*** Trecho do texto

Entre 1960 e 1967, organizamos e consolidamos muitas bases no campo. O movimento em prol da produção e contra os latifundiários era muito forte. Os camponeses confrontaram a classe dominante. Eles não tinham nada, mas usaram tudo o que podiam: pedras, facas, paus, machados. Algumas esposas de camponeses pobres participaram levando seus filhos para manifestar em frente à Assembleia Nacional. As forças revolucionárias eram muito fortes nesse período. Permitimos que os membros do nosso partido, oriundos da classe trabalhadora, fossem para lá trabalhar entre os camponeses pobres e médios.

Nas cidades, houve um movimento paralelo entre trabalhadores e estudantes. Eles exigiam que o governo cortasse ajuda norte-americana e expulsasse o embaixador dos Estados Unidos. Os manifestantes queimaram a bandeira americana em frente à embaixada(2).

******

▸ **Tarefa curta 1**:
Troque "crayfish" por "shrimp" nos registros, desde o início deles até a linha que contém "point(266, 117)", inclusive, sem alterar mais nada. Deixe as imagens de fora da resposta.

*** Dados a processar

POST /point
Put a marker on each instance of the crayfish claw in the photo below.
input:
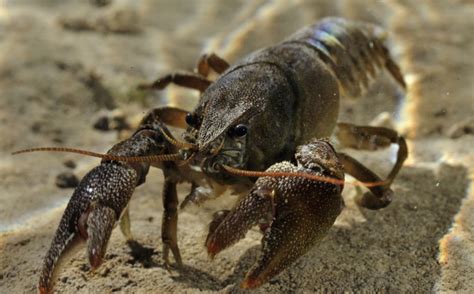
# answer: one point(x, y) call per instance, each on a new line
point(100, 224)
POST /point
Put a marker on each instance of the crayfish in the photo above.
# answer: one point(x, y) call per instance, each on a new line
point(266, 117)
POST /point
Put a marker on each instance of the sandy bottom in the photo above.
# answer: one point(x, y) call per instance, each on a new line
point(62, 66)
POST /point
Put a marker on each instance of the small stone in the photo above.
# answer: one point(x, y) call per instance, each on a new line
point(66, 180)
point(70, 163)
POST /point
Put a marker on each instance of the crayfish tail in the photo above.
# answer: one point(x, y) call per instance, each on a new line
point(100, 224)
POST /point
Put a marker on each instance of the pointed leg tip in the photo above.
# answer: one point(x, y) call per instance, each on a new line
point(251, 283)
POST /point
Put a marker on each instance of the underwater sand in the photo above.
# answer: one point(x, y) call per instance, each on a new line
point(423, 241)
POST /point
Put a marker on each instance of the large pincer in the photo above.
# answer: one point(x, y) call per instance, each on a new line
point(295, 213)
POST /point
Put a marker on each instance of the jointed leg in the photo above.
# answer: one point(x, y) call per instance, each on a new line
point(371, 138)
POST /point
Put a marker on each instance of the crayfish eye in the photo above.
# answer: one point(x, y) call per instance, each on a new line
point(191, 119)
point(239, 130)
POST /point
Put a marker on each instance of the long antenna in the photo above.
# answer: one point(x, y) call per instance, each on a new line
point(249, 173)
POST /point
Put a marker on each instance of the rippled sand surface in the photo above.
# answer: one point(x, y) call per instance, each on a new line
point(49, 49)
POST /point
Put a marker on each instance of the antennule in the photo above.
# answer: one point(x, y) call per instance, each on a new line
point(249, 173)
point(146, 158)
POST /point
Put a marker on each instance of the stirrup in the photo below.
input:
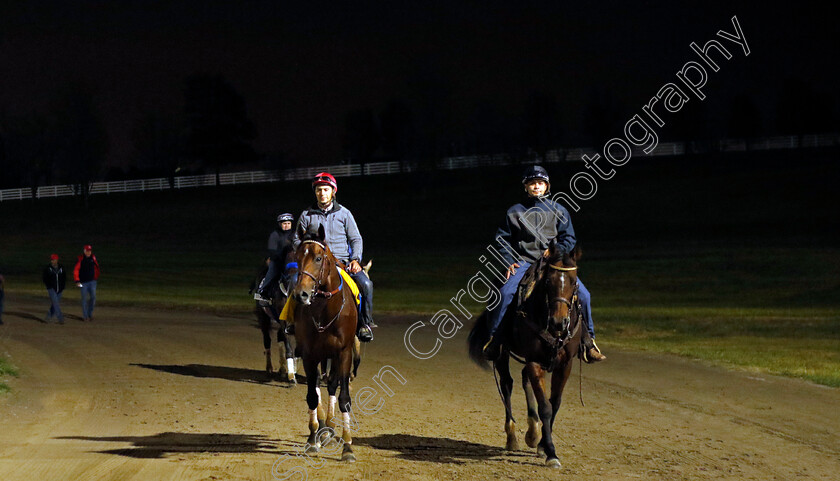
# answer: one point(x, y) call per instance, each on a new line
point(596, 356)
point(365, 334)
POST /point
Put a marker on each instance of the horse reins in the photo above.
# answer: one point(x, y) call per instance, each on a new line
point(322, 293)
point(318, 282)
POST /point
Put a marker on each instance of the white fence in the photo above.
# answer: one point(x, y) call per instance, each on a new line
point(386, 168)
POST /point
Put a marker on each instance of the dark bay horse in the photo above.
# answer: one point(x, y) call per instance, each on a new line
point(546, 339)
point(266, 312)
point(325, 320)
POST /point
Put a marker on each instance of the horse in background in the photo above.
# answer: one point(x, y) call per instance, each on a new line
point(325, 319)
point(545, 337)
point(268, 312)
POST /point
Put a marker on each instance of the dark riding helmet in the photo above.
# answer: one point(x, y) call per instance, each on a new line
point(325, 178)
point(535, 172)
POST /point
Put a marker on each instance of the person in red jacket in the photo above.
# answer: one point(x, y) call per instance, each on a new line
point(85, 275)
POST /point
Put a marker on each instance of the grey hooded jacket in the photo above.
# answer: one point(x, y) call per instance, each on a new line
point(343, 237)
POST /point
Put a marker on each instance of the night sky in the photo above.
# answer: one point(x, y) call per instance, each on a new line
point(302, 66)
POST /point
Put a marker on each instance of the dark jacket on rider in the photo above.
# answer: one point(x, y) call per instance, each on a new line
point(530, 225)
point(278, 241)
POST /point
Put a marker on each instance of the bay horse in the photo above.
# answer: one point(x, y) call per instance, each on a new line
point(546, 338)
point(325, 320)
point(266, 312)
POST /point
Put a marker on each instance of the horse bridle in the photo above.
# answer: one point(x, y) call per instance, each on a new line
point(322, 293)
point(318, 281)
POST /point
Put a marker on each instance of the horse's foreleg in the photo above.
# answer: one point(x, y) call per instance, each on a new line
point(502, 366)
point(332, 387)
point(558, 382)
point(344, 405)
point(265, 327)
point(536, 375)
point(532, 437)
point(316, 411)
point(289, 355)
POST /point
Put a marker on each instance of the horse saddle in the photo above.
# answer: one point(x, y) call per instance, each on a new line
point(527, 284)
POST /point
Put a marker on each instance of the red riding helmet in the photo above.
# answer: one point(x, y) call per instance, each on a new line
point(325, 178)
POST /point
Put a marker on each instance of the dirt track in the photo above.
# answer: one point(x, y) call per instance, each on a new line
point(144, 394)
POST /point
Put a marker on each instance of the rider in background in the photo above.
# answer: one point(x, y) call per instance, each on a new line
point(279, 242)
point(343, 239)
point(529, 246)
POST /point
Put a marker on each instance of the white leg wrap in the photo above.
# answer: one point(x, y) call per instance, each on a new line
point(345, 418)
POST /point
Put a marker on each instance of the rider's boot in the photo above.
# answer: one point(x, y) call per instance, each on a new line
point(591, 352)
point(261, 293)
point(365, 332)
point(492, 350)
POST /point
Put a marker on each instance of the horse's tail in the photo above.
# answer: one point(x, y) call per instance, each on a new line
point(479, 335)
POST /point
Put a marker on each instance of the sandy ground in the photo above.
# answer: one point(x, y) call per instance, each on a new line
point(154, 394)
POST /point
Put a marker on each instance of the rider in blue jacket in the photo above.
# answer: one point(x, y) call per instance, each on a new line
point(522, 238)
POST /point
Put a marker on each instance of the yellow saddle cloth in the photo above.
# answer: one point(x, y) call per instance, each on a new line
point(289, 308)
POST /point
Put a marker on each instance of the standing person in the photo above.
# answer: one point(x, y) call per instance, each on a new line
point(522, 237)
point(54, 278)
point(2, 295)
point(86, 274)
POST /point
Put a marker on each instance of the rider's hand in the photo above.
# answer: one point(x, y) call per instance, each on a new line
point(511, 270)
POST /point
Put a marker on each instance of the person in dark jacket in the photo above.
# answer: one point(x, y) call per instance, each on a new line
point(523, 237)
point(279, 244)
point(55, 278)
point(85, 274)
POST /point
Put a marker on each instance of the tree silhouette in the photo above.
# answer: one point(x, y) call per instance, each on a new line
point(77, 137)
point(361, 135)
point(541, 125)
point(397, 123)
point(218, 130)
point(158, 144)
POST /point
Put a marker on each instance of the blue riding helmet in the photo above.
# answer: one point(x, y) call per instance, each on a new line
point(535, 172)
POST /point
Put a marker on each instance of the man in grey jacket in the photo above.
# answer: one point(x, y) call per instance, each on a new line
point(343, 239)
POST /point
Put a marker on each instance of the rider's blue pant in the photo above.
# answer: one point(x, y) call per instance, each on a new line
point(508, 290)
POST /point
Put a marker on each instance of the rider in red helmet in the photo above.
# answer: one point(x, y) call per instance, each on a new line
point(343, 239)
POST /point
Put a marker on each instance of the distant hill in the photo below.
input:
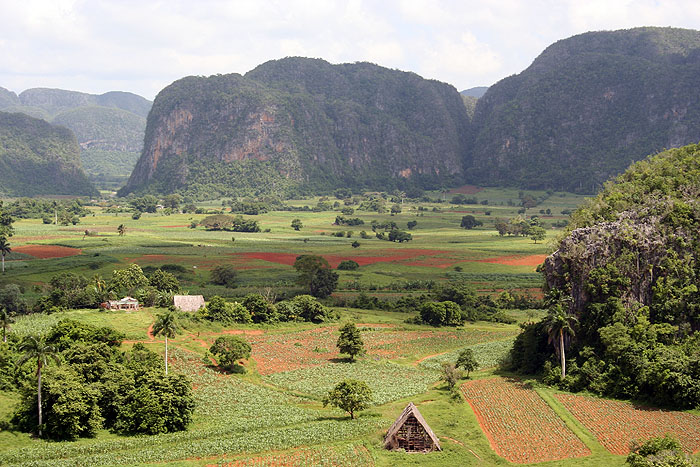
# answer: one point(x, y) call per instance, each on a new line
point(586, 108)
point(8, 98)
point(109, 127)
point(56, 101)
point(302, 124)
point(475, 92)
point(37, 158)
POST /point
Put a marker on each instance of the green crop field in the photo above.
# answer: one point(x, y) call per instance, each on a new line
point(273, 414)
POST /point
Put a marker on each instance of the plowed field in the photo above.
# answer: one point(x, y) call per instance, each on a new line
point(617, 424)
point(519, 424)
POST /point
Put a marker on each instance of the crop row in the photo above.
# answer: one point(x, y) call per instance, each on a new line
point(346, 456)
point(519, 424)
point(232, 416)
point(618, 424)
point(388, 381)
point(164, 448)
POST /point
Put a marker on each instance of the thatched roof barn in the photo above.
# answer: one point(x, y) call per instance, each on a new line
point(411, 433)
point(190, 303)
point(126, 303)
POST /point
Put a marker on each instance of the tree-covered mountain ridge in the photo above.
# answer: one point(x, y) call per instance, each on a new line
point(626, 279)
point(38, 158)
point(109, 126)
point(301, 123)
point(586, 108)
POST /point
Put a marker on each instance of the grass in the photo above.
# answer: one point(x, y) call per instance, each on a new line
point(279, 415)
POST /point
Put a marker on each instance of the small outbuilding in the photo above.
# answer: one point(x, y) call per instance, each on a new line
point(126, 303)
point(411, 433)
point(189, 303)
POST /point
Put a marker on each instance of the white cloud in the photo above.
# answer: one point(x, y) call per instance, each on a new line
point(141, 45)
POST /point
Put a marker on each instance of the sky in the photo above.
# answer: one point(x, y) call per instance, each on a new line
point(141, 46)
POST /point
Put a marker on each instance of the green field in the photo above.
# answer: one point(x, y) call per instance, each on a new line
point(272, 414)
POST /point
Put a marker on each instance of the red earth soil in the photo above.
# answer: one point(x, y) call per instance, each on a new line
point(47, 251)
point(334, 260)
point(466, 190)
point(519, 424)
point(248, 332)
point(532, 260)
point(617, 424)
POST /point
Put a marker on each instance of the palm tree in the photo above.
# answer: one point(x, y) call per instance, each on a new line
point(5, 320)
point(166, 325)
point(4, 250)
point(35, 348)
point(560, 328)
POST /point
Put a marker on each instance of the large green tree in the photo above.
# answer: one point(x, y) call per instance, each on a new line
point(5, 320)
point(166, 325)
point(4, 250)
point(230, 349)
point(35, 348)
point(350, 341)
point(560, 328)
point(349, 395)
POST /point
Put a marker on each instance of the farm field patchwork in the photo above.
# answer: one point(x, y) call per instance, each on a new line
point(617, 424)
point(519, 424)
point(346, 456)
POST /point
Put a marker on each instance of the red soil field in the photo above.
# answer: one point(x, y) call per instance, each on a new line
point(334, 260)
point(532, 260)
point(519, 424)
point(47, 251)
point(617, 424)
point(466, 190)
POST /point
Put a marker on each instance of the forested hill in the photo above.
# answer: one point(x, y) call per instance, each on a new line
point(300, 123)
point(628, 272)
point(109, 126)
point(586, 108)
point(37, 158)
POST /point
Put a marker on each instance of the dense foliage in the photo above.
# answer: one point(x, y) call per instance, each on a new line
point(108, 127)
point(350, 396)
point(586, 107)
point(302, 124)
point(628, 272)
point(256, 308)
point(230, 349)
point(96, 385)
point(37, 158)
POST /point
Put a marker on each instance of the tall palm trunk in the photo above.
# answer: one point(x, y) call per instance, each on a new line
point(38, 394)
point(563, 357)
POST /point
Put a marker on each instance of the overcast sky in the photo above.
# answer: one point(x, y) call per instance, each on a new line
point(142, 46)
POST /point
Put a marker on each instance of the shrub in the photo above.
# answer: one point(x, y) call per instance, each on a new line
point(348, 265)
point(224, 274)
point(230, 349)
point(350, 396)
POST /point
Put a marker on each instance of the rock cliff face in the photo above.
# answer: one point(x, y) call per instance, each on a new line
point(586, 108)
point(302, 123)
point(637, 241)
point(37, 158)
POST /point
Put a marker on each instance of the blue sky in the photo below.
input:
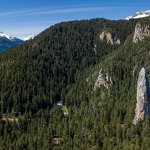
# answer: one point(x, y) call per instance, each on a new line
point(21, 18)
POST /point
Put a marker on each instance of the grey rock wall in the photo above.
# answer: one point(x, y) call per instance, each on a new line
point(143, 97)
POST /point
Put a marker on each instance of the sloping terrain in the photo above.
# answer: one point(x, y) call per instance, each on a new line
point(62, 64)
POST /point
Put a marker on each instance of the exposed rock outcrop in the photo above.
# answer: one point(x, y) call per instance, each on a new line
point(143, 97)
point(103, 80)
point(109, 38)
point(141, 31)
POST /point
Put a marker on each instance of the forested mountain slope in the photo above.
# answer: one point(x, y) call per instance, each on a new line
point(62, 64)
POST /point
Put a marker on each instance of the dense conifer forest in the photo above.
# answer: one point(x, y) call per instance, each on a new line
point(47, 96)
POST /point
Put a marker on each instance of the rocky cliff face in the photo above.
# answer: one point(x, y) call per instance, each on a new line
point(141, 31)
point(143, 97)
point(109, 38)
point(103, 80)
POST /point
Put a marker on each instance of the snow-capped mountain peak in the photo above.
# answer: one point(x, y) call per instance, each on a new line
point(6, 36)
point(8, 41)
point(28, 38)
point(139, 15)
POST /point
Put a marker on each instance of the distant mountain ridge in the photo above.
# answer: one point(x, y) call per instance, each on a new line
point(8, 41)
point(28, 38)
point(137, 15)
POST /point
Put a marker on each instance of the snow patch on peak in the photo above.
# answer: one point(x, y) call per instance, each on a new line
point(28, 38)
point(6, 36)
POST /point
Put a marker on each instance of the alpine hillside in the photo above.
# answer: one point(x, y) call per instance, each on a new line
point(74, 86)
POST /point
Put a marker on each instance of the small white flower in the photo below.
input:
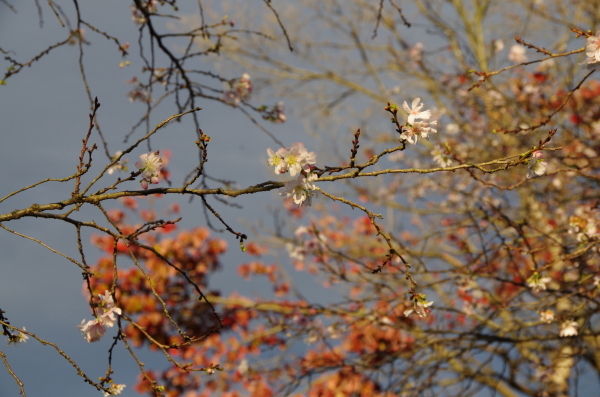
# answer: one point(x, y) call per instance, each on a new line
point(277, 159)
point(546, 316)
point(415, 112)
point(537, 283)
point(300, 189)
point(299, 159)
point(20, 337)
point(418, 129)
point(568, 328)
point(592, 49)
point(93, 330)
point(420, 306)
point(537, 165)
point(150, 165)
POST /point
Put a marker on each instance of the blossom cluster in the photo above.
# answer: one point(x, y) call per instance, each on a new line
point(20, 337)
point(592, 50)
point(414, 129)
point(537, 165)
point(297, 161)
point(239, 90)
point(538, 283)
point(93, 330)
point(585, 224)
point(150, 165)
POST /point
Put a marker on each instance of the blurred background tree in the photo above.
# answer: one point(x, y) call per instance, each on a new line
point(469, 265)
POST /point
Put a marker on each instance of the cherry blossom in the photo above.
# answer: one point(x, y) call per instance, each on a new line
point(420, 306)
point(299, 159)
point(592, 49)
point(418, 129)
point(537, 165)
point(150, 165)
point(240, 90)
point(546, 316)
point(277, 159)
point(537, 283)
point(300, 189)
point(20, 337)
point(568, 328)
point(415, 112)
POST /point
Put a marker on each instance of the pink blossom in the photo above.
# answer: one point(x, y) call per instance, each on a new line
point(93, 330)
point(418, 129)
point(150, 165)
point(592, 49)
point(115, 390)
point(415, 112)
point(299, 159)
point(537, 165)
point(420, 306)
point(546, 316)
point(568, 328)
point(240, 90)
point(277, 159)
point(300, 189)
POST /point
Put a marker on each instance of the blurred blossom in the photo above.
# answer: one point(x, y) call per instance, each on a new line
point(568, 328)
point(301, 189)
point(546, 316)
point(517, 54)
point(93, 330)
point(150, 164)
point(420, 306)
point(537, 283)
point(415, 112)
point(441, 156)
point(415, 53)
point(592, 49)
point(537, 165)
point(20, 337)
point(452, 129)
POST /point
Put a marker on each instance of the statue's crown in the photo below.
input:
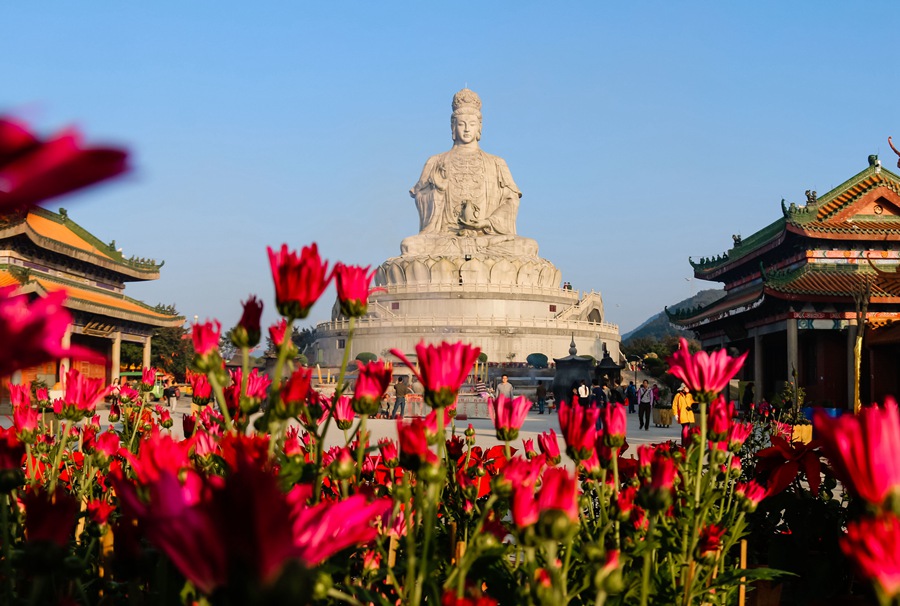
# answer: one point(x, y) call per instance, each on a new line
point(466, 100)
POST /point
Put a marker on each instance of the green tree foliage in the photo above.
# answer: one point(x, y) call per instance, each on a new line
point(171, 349)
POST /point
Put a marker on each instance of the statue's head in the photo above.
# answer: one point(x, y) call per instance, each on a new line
point(466, 112)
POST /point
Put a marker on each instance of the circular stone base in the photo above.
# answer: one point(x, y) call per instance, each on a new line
point(466, 269)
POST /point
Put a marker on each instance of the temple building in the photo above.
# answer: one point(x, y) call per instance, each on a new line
point(468, 275)
point(798, 290)
point(43, 252)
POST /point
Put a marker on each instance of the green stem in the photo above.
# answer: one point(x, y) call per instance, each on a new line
point(648, 560)
point(8, 588)
point(220, 398)
point(61, 444)
point(362, 439)
point(137, 422)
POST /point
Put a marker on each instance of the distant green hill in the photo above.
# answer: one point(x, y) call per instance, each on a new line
point(658, 326)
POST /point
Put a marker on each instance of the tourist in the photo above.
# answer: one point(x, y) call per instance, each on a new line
point(683, 411)
point(401, 390)
point(616, 396)
point(631, 395)
point(645, 403)
point(583, 392)
point(418, 390)
point(504, 388)
point(170, 394)
point(541, 394)
point(598, 397)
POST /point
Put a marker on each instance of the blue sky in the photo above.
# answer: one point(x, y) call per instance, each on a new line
point(639, 133)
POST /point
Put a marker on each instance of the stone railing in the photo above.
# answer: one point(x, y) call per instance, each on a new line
point(469, 322)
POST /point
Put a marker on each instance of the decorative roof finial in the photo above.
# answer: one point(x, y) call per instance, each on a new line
point(895, 150)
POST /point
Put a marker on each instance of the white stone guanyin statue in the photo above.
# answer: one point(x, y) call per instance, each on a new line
point(466, 198)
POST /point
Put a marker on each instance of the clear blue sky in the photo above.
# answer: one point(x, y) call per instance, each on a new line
point(639, 133)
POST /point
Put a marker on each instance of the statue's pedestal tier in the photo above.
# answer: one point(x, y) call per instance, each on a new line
point(468, 269)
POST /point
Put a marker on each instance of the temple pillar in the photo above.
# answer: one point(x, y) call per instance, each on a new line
point(116, 355)
point(793, 349)
point(852, 327)
point(757, 368)
point(146, 360)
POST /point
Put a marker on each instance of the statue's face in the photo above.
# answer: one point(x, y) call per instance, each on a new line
point(466, 128)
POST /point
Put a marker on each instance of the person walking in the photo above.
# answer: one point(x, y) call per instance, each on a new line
point(541, 394)
point(401, 390)
point(683, 410)
point(583, 392)
point(631, 396)
point(504, 387)
point(645, 403)
point(170, 393)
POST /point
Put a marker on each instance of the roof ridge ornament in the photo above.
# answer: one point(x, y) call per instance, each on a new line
point(891, 143)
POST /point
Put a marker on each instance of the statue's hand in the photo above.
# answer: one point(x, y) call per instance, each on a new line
point(474, 223)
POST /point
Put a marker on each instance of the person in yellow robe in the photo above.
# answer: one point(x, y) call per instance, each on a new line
point(682, 408)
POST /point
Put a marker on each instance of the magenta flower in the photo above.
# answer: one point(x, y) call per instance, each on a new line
point(107, 445)
point(26, 421)
point(710, 540)
point(206, 337)
point(549, 445)
point(737, 435)
point(32, 171)
point(442, 369)
point(372, 381)
point(36, 328)
point(343, 414)
point(201, 389)
point(277, 332)
point(353, 284)
point(322, 530)
point(579, 428)
point(81, 396)
point(128, 394)
point(873, 544)
point(864, 450)
point(559, 491)
point(390, 454)
point(509, 414)
point(148, 378)
point(414, 451)
point(249, 401)
point(299, 280)
point(247, 332)
point(720, 415)
point(704, 373)
point(294, 393)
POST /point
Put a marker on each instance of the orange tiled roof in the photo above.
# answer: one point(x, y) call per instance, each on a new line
point(7, 279)
point(840, 282)
point(61, 233)
point(108, 300)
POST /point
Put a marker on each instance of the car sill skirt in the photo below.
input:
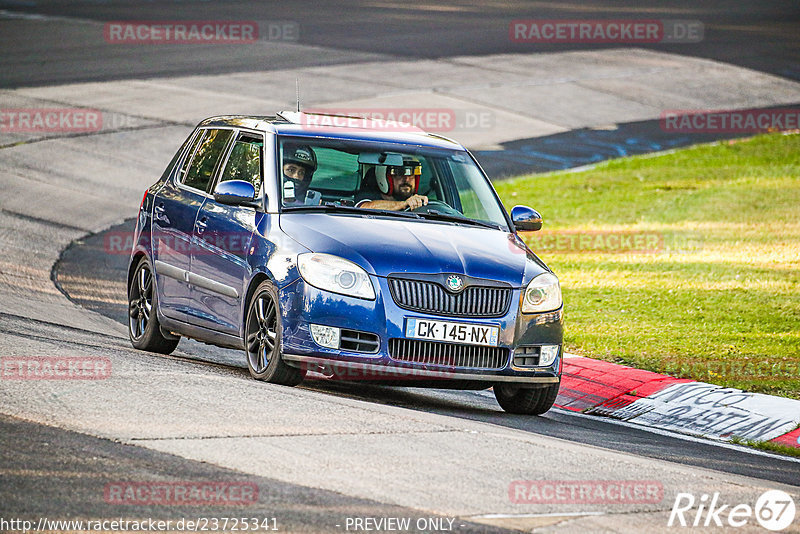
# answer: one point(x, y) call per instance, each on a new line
point(405, 372)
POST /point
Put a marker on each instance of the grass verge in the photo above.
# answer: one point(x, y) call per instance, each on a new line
point(686, 263)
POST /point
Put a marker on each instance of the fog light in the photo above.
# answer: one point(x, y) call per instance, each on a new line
point(548, 355)
point(325, 336)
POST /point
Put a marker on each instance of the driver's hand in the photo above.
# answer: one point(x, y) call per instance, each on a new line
point(416, 201)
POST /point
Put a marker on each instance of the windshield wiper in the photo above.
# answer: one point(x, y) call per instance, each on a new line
point(352, 209)
point(437, 215)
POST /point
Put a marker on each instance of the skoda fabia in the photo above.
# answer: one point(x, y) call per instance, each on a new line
point(345, 248)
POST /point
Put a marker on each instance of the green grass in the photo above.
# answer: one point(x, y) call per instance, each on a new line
point(768, 446)
point(718, 298)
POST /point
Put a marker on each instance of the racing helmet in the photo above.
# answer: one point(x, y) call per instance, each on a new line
point(383, 174)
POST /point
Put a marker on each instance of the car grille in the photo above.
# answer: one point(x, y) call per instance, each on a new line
point(448, 354)
point(474, 301)
point(356, 341)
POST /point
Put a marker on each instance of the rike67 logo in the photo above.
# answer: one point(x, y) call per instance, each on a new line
point(774, 510)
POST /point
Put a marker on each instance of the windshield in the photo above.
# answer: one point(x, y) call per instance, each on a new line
point(433, 183)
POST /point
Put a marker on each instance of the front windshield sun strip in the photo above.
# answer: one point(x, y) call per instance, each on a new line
point(353, 209)
point(456, 219)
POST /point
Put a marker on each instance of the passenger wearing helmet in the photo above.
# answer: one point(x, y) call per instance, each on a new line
point(299, 164)
point(397, 186)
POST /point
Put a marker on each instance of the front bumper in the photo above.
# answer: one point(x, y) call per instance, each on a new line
point(302, 305)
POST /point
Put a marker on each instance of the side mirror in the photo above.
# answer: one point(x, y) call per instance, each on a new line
point(236, 193)
point(526, 219)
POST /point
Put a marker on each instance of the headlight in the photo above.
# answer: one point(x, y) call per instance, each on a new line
point(335, 274)
point(542, 294)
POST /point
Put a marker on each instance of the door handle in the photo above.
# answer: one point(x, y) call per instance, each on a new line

******

▸ **Tarefa curta 2**:
Transcreva sem alterações o trecho do texto sobre o movimento camponês que começa em "Entre 1960 e" e vai até "pobres e médios.".

▸ **Solução da tarefa 1**:
POST /point
Put a marker on each instance of the shrimp claw in the photo below.
input:
# answer: one point(x, y) call per instance, each on a new line
point(100, 224)
POST /point
Put a marker on each instance of the shrimp in the photo above.
# answer: one point(x, y) call per instance, each on a new line
point(266, 117)

▸ **Solução da tarefa 2**:
Entre 1960 e 1967, organizamos e consolidamos muitas bases no campo. O movimento em prol da produção e contra os latifundiários era muito forte. Os camponeses confrontaram a classe dominante. Eles não tinham nada, mas usaram tudo o que podiam: pedras, facas, paus, machados. Algumas esposas de camponeses pobres participaram levando seus filhos para manifestar em frente à Assembleia Nacional. As forças revolucionárias eram muito fortes nesse período. Permitimos que os membros do nosso partido, oriundos da classe trabalhadora, fossem para lá trabalhar entre os camponeses pobres e médios.